Given problem - Repeat every line below exactly, word for word.

Supplied records -
==============================

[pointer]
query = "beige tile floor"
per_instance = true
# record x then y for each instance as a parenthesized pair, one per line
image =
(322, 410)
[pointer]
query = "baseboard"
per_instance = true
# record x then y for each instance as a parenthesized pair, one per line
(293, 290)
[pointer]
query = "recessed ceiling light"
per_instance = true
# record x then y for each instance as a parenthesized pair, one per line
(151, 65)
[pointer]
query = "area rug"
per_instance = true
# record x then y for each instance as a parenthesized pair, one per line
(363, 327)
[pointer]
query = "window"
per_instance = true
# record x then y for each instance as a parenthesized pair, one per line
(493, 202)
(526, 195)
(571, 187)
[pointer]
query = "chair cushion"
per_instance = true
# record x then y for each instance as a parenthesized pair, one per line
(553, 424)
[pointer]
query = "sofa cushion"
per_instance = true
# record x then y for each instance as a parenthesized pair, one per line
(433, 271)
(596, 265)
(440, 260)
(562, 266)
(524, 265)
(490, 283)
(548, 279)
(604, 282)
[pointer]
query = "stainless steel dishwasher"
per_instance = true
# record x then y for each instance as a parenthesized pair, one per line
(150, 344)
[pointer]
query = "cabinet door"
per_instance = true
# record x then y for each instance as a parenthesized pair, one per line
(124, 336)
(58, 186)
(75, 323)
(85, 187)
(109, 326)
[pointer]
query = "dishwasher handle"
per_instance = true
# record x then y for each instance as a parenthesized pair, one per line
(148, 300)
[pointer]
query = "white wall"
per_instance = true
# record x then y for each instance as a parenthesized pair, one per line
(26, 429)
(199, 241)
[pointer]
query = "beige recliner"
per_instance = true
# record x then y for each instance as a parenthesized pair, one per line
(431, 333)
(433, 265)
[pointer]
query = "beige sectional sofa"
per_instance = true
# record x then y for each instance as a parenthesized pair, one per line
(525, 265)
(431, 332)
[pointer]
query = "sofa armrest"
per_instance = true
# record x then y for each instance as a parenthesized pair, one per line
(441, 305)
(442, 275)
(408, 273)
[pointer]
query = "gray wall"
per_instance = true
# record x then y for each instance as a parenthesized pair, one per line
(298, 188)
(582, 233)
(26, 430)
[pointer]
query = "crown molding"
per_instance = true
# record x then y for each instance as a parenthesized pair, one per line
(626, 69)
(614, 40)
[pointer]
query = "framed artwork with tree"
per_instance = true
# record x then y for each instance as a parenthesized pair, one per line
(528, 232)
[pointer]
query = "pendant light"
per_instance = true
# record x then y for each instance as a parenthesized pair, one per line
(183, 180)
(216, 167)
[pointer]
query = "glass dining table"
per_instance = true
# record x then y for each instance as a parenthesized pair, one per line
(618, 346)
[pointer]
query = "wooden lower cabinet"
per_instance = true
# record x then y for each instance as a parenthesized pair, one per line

==============================

Answer to the problem -
[pointer]
query = "beige tile floor"
per_instance = true
# record x then y for each instance as a parenthesized pair, one per line
image =
(322, 410)
[pointer]
query = "baseboard"
per_instance = true
# record x then y for each instance as a parenthesized pair, one per line
(293, 290)
[pointer]
query = "recessed ceiling light"
per_instance = true
# record x then y for each instance as a parenthesized pair, one per line
(151, 65)
[pointer]
query = "area rug"
per_instance = true
# record x then y for each instance as a parenthesized pair, one per line
(363, 327)
[pointer]
query = "window"
per_instance = true
# record x then y for each instance as a parenthesized pair, one per line
(493, 202)
(526, 195)
(571, 187)
[pointer]
query = "chair cushion"
per_instance = true
# record x then y for each instance as a parenthesized pair, one per line
(553, 424)
[pointer]
query = "sofa cushion"
per_instance = true
# record x then y for each instance as a parenthesized pair, one per line
(433, 271)
(596, 265)
(440, 260)
(562, 266)
(524, 265)
(490, 283)
(548, 279)
(604, 282)
[pointer]
query = "stainless steel dishwasher"
per_instance = true
# record x then y for each instance as a parenthesized pair, one per line
(150, 344)
[pointer]
query = "cabinet door"
per_instance = true
# record x then y for each instance as a parenthesized pair, one per line
(124, 336)
(58, 186)
(75, 323)
(85, 187)
(109, 326)
[pointer]
query = "dishwasher handle"
per_instance = true
# record x then y for each instance as a parenthesized pair, one per line
(148, 300)
[pointer]
query = "white wall"
per_instance = true
# record x then y for each instance as a parenthesized pair, one per line
(26, 429)
(199, 241)
[pointer]
query = "beige recliner"
per_instance = true
# record x then y for each instance as a parenthesized pair, one per line
(431, 333)
(433, 265)
[pointer]
query = "beige sectional sofa"
per_instance = true
# record x then y for each instance as a parenthesized pair, one per line
(525, 265)
(431, 332)
[pointer]
query = "sofa armrest"
per_instance = true
# record x then y for each instance as a parenthesized pair, one per line
(441, 305)
(442, 275)
(408, 273)
[pointer]
query = "gray wall"
per_instance = true
# record x then y for each instance as a parenthesized pair, one per line
(298, 188)
(582, 233)
(26, 430)
[pointer]
query = "crown molding"
per_instance = true
# record x then y for each instance as a parenthesized pair, one per line
(626, 69)
(614, 40)
[pointer]
query = "framed artwork with tree"
per_instance = true
# record x then y for each instance as a parenthesized pair, one per line
(528, 232)
[pointer]
query = "pendant light"
per_instance = true
# record x then y for each instance as a parenthesized pair, one per line
(183, 180)
(216, 167)
[pointer]
query = "glass dining table"
per_instance = true
# record x then y for each instance as a parenthesized pair, one per line
(618, 346)
[pointer]
query = "wooden lower cabinet"
per_instance = true
# record x then y for each instance as a parenthesized pair, one per line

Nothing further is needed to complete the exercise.